Excerpts from point annotation data:
● ● ●

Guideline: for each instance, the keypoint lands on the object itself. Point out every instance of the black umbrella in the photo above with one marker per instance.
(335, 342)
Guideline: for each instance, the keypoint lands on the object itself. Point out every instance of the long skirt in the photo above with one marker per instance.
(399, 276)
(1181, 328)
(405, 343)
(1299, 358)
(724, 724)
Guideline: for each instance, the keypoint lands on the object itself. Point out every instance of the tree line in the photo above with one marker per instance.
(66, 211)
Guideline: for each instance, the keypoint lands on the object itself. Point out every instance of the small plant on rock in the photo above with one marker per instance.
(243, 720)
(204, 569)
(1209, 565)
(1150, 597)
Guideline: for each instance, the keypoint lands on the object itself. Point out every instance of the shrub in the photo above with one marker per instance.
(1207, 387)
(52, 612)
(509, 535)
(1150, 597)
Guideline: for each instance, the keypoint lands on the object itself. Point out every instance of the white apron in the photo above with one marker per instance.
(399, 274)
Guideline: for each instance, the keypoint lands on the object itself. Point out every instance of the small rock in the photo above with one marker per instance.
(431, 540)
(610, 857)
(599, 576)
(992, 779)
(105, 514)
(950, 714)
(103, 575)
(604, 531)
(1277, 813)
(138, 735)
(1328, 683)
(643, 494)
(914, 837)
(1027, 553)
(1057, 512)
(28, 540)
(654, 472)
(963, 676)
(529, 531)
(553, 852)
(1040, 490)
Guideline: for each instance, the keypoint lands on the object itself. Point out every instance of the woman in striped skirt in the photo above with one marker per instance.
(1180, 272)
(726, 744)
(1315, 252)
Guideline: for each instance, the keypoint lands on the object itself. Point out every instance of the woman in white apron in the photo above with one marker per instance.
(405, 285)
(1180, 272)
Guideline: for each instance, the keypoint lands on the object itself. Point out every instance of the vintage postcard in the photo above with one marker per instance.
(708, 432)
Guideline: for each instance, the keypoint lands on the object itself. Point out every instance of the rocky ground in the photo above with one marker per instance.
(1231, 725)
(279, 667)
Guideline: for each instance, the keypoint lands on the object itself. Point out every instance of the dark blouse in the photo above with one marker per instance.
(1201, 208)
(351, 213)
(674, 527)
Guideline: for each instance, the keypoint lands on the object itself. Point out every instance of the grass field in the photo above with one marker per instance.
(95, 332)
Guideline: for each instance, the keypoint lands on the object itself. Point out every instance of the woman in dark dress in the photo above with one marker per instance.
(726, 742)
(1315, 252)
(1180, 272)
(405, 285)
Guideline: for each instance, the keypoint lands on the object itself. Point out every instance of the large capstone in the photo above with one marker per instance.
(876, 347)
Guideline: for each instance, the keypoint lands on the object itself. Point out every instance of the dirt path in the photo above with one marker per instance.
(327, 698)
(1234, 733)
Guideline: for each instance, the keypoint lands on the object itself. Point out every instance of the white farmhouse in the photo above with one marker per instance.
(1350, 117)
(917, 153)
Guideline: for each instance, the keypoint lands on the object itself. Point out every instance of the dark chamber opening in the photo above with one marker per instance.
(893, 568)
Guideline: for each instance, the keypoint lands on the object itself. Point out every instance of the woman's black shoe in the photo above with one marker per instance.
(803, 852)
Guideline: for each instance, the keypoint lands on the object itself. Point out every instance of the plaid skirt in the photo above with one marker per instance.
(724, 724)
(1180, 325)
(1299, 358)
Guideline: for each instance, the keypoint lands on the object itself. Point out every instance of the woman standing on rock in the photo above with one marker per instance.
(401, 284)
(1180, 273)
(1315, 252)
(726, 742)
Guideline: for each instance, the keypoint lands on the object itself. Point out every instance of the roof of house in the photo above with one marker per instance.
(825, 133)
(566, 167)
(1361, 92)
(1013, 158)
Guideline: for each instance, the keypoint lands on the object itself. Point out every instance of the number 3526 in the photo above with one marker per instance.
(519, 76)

● ● ●

Write out again the lines starting at the one that has "of the roof" and stopping after the one that has "(1013, 158)". Shift each coordinate by adding 107 to it, and leave everything else unchanged.

Guideline: for each instance, the keypoint lands on the object itself. Point out every instance of the roof of house in the photo above with one marker per instance.
(932, 240)
(673, 274)
(1468, 199)
(1120, 265)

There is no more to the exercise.